◆ INSTRUCTIONS FOR THE TASK ◆
Report every line of the data below that contains the string "building". Matching is case-sensitive.

◆ Object pointing dataset rows ◆
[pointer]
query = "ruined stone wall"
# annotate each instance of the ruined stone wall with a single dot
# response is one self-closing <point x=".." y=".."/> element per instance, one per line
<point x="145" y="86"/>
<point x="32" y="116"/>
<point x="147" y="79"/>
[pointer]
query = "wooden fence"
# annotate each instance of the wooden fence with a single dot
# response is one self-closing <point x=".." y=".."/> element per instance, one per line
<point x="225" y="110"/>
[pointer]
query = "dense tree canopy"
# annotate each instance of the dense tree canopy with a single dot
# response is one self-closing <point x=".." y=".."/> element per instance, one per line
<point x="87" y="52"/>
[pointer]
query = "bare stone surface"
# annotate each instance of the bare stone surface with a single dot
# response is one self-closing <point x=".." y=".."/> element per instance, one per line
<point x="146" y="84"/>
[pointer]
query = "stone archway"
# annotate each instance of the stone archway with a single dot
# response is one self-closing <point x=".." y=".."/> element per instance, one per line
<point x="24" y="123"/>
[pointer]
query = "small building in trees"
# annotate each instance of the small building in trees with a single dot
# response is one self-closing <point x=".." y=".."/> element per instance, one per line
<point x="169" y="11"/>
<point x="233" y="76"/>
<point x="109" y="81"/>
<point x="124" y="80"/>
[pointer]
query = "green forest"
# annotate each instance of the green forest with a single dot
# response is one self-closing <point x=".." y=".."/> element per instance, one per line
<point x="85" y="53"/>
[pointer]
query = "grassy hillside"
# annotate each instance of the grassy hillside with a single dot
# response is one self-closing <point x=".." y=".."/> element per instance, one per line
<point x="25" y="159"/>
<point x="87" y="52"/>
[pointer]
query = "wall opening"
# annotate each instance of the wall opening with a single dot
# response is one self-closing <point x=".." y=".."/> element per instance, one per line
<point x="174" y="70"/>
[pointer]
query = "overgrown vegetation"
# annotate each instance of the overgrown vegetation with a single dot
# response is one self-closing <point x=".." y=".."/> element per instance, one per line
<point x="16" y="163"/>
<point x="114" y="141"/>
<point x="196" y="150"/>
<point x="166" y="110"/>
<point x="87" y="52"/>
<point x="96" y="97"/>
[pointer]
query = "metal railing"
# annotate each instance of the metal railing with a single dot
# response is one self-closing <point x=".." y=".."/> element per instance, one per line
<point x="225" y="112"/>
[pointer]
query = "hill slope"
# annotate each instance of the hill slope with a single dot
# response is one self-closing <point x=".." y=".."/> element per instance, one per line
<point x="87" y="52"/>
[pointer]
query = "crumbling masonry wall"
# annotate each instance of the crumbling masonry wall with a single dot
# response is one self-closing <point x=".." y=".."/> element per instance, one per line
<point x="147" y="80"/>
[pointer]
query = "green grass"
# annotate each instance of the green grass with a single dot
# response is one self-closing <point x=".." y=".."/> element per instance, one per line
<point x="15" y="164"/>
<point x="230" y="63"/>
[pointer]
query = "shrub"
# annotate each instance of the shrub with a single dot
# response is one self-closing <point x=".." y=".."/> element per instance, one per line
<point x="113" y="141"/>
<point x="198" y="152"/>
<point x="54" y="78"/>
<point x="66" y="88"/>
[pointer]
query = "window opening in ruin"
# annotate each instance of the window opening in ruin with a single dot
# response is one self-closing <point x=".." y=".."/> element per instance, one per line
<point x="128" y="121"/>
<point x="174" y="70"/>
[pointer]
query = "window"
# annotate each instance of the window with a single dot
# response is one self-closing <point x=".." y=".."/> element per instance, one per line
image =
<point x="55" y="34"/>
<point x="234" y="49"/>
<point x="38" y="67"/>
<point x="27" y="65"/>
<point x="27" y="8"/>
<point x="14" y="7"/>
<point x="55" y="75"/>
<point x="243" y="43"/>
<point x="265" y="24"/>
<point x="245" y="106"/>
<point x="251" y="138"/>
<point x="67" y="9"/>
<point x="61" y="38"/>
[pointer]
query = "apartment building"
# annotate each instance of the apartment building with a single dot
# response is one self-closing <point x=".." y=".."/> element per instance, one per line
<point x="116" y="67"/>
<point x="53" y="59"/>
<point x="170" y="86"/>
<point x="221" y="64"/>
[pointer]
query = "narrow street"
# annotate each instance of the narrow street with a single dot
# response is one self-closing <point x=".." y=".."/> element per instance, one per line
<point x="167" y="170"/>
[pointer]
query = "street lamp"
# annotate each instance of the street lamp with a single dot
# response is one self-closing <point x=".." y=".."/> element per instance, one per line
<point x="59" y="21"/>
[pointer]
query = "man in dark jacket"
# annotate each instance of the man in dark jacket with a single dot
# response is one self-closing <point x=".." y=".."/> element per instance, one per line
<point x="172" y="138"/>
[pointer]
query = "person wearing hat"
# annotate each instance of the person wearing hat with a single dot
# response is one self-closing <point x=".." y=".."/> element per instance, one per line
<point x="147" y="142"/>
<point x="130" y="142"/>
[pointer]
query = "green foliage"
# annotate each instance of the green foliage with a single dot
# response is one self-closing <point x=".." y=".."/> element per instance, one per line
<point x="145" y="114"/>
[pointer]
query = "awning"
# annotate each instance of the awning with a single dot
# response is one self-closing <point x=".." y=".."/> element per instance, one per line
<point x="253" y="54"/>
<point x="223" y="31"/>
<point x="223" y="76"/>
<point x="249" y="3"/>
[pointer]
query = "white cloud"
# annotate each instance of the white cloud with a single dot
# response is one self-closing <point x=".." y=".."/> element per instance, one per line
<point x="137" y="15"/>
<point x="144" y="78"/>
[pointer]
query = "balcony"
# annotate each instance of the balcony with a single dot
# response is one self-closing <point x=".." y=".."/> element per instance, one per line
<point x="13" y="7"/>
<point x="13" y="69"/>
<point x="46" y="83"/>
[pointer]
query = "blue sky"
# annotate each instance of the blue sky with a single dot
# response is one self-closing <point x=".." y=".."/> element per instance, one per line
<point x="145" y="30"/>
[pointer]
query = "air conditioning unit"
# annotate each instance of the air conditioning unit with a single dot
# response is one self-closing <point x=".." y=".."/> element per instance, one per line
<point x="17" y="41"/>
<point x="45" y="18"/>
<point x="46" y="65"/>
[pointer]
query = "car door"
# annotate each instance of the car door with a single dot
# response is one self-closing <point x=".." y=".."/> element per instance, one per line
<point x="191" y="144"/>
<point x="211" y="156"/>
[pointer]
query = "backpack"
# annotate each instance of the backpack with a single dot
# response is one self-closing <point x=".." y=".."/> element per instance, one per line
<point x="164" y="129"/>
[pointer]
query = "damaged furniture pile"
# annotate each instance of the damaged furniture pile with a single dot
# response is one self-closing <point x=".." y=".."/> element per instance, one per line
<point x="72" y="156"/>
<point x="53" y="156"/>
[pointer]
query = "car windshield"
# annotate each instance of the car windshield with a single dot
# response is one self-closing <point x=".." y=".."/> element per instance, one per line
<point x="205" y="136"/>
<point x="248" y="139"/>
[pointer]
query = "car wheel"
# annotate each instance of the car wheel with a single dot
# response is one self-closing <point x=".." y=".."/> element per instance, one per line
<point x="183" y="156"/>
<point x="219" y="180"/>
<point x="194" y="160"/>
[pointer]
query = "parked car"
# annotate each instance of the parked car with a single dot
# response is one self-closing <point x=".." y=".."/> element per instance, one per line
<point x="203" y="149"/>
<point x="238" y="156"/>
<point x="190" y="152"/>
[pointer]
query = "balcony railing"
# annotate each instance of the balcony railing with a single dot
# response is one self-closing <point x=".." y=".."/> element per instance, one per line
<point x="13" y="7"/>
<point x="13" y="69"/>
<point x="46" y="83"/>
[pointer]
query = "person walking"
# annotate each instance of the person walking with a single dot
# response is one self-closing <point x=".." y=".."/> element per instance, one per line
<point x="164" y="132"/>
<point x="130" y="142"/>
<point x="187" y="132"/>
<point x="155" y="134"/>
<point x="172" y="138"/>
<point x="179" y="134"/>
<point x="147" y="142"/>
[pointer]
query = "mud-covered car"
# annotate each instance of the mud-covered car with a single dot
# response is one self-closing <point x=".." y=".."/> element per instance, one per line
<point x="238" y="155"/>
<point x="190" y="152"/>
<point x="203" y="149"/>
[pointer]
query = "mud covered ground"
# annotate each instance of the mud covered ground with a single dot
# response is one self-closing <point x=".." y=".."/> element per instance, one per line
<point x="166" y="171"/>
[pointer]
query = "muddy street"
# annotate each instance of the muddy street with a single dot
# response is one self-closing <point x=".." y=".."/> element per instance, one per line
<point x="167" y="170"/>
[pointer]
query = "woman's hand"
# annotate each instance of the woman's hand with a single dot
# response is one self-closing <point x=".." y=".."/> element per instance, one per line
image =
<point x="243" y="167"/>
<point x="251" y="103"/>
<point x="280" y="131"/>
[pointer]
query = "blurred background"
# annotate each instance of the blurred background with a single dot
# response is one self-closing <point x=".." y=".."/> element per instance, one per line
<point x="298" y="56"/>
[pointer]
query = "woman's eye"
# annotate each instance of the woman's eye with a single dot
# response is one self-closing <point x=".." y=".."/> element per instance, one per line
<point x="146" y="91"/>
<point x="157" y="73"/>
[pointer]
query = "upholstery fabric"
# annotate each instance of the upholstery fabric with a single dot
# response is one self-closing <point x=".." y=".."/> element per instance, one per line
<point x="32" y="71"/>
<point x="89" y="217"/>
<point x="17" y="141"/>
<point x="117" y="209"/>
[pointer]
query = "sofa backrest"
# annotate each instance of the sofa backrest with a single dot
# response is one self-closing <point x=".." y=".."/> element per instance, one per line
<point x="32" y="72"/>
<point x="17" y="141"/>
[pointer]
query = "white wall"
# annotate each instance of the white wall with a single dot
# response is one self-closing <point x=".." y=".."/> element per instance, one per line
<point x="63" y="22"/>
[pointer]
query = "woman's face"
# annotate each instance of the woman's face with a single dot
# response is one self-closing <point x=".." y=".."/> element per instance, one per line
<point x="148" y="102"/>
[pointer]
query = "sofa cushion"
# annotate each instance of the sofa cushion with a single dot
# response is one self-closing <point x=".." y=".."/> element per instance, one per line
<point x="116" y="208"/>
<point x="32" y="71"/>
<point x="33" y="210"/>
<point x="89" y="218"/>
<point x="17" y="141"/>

◆ THE REPLY ◆
query = "small building in trees"
# annotate each instance of the small building in trees with a single dot
query = "apartment building"
# annotate each instance of the apartment building with a single dot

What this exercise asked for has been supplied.